## Directions for this task:
Your answer must be a single number: how many lines of the data include "stainless".

──────

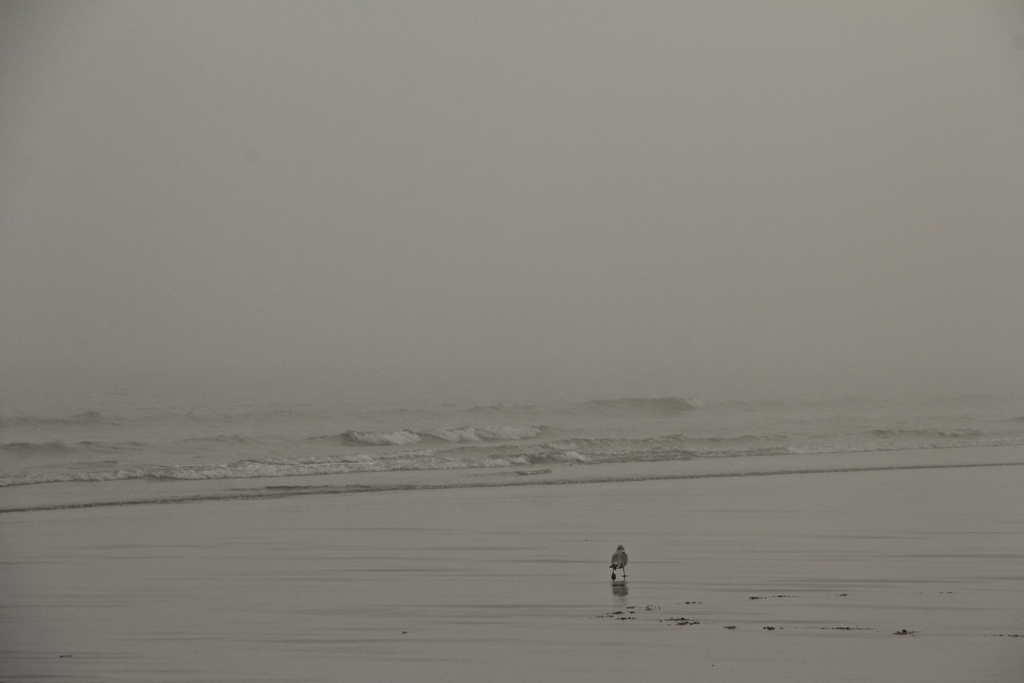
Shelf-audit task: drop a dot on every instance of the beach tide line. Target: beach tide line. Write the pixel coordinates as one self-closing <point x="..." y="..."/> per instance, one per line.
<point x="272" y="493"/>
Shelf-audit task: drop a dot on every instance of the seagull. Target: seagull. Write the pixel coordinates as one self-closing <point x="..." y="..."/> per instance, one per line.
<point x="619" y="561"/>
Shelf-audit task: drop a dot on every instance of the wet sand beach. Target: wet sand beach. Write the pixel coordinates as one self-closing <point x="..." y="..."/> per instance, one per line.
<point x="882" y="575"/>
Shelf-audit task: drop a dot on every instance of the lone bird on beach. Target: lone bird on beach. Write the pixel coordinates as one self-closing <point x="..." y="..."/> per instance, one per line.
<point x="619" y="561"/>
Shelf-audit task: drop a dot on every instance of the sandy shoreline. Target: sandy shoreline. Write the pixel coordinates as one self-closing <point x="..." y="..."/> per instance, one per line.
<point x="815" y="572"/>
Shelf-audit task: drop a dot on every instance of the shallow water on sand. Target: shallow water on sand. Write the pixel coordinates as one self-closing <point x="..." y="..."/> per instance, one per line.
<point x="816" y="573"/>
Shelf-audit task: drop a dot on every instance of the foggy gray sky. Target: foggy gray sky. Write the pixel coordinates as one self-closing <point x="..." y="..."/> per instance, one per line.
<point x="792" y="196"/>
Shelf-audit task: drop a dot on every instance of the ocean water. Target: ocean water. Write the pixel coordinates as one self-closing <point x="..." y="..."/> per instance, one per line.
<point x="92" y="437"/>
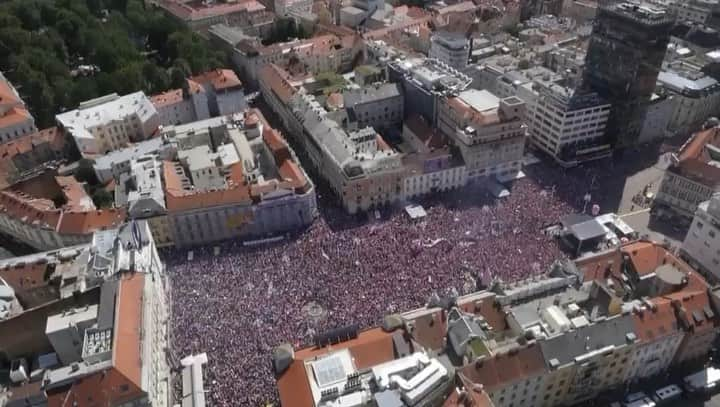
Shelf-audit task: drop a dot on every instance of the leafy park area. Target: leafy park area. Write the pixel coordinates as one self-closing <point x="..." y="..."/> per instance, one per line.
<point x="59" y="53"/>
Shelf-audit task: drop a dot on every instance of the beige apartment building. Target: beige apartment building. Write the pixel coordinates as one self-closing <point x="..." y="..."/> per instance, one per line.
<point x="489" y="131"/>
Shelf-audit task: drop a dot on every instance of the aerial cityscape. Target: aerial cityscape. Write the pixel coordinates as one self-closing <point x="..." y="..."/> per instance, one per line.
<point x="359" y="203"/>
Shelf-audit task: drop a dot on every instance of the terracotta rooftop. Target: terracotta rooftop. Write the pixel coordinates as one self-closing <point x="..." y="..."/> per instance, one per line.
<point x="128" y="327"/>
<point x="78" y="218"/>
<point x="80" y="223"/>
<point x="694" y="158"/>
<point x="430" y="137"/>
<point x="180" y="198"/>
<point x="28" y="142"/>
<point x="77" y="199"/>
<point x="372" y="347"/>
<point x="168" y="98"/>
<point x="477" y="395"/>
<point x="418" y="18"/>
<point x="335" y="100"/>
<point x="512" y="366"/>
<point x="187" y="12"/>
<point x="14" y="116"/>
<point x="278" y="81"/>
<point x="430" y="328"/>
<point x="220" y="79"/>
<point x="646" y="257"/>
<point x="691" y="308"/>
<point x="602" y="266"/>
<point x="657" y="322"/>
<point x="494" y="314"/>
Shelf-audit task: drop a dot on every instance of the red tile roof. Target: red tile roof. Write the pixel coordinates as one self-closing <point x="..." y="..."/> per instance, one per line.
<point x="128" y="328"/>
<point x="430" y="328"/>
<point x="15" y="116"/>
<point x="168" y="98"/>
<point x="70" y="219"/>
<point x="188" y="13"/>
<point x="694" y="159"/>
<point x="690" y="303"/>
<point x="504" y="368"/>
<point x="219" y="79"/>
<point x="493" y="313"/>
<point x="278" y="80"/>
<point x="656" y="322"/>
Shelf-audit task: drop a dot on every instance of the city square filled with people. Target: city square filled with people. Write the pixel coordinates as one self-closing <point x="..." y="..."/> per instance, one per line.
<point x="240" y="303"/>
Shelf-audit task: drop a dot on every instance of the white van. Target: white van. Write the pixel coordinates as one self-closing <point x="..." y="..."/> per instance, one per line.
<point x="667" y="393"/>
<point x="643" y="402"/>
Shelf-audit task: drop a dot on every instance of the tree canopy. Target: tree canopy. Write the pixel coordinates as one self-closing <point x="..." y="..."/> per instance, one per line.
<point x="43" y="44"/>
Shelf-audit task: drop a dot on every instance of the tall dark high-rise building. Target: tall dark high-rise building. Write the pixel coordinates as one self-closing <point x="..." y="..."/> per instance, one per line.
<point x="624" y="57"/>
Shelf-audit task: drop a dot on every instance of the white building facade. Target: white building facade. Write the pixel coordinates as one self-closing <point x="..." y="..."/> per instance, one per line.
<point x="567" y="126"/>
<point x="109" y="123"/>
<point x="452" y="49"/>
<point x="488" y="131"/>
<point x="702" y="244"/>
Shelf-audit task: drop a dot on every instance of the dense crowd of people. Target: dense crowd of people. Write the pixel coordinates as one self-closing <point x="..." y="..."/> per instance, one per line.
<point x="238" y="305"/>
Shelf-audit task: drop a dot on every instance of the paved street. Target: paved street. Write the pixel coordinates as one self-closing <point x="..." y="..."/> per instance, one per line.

──────

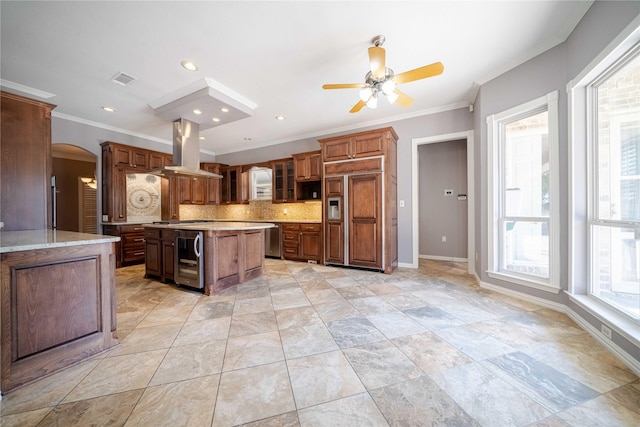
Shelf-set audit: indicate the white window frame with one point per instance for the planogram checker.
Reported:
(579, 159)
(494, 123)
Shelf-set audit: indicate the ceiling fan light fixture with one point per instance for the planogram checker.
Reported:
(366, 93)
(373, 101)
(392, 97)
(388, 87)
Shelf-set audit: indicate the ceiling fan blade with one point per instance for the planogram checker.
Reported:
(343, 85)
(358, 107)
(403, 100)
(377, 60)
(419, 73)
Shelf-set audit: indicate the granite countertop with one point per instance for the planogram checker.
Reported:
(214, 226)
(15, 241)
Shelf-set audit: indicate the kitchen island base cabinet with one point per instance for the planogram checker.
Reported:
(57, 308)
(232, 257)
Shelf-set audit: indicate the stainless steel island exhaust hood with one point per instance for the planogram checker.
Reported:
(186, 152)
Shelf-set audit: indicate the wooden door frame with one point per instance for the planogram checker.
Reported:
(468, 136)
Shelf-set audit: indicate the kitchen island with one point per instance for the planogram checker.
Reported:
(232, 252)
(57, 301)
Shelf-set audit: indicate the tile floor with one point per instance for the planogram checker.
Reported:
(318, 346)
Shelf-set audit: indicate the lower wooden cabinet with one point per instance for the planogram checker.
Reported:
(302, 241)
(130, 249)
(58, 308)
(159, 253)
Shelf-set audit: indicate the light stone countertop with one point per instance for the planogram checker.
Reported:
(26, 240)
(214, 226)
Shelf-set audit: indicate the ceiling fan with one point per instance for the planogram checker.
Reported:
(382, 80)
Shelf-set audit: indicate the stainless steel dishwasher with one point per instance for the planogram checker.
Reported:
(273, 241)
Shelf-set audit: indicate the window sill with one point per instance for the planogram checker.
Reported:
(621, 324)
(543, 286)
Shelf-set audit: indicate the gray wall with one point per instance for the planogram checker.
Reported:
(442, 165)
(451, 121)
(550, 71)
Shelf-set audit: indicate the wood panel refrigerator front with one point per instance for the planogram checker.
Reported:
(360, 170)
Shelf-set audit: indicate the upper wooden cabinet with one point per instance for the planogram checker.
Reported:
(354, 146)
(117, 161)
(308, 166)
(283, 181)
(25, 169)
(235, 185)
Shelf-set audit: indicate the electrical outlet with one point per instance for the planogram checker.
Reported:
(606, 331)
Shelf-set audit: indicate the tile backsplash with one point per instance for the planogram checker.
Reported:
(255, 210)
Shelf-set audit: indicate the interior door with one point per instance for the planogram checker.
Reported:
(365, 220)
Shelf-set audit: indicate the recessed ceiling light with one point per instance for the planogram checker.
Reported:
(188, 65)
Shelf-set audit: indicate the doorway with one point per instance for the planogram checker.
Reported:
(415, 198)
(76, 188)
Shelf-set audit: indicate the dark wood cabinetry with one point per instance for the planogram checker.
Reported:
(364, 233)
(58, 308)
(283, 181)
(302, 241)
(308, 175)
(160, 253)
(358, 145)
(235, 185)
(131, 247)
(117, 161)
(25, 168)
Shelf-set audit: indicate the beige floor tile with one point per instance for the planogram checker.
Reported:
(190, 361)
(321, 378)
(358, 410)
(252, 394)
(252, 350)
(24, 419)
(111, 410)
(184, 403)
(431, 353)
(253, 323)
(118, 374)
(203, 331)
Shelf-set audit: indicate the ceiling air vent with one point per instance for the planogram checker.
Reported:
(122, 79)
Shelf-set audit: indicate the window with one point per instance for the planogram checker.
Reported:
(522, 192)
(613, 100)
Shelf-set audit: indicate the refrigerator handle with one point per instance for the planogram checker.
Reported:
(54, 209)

──────

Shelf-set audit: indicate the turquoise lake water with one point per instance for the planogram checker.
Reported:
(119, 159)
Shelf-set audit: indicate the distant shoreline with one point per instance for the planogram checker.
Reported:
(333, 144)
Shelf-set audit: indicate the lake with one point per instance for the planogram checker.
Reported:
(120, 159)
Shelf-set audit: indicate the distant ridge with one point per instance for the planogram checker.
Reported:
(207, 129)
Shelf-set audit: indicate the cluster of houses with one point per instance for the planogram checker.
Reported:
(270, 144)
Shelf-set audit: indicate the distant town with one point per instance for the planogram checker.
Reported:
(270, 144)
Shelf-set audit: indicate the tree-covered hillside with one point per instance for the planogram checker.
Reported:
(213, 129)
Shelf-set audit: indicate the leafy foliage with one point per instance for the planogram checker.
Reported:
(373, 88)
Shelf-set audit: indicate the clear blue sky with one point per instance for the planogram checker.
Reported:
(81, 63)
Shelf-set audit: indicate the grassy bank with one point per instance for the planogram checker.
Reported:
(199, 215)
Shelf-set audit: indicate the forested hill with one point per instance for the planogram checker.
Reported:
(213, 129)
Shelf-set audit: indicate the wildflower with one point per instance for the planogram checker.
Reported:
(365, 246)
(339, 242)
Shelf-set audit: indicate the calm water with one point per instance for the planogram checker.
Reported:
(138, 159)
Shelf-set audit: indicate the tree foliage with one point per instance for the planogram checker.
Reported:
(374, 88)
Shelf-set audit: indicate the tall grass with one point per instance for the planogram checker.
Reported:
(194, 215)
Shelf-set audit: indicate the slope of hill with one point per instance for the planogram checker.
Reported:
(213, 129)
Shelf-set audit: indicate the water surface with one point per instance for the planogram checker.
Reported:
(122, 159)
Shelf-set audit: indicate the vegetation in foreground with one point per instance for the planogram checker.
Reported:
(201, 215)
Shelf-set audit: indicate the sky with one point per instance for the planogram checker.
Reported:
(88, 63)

──────

## Finished task:
2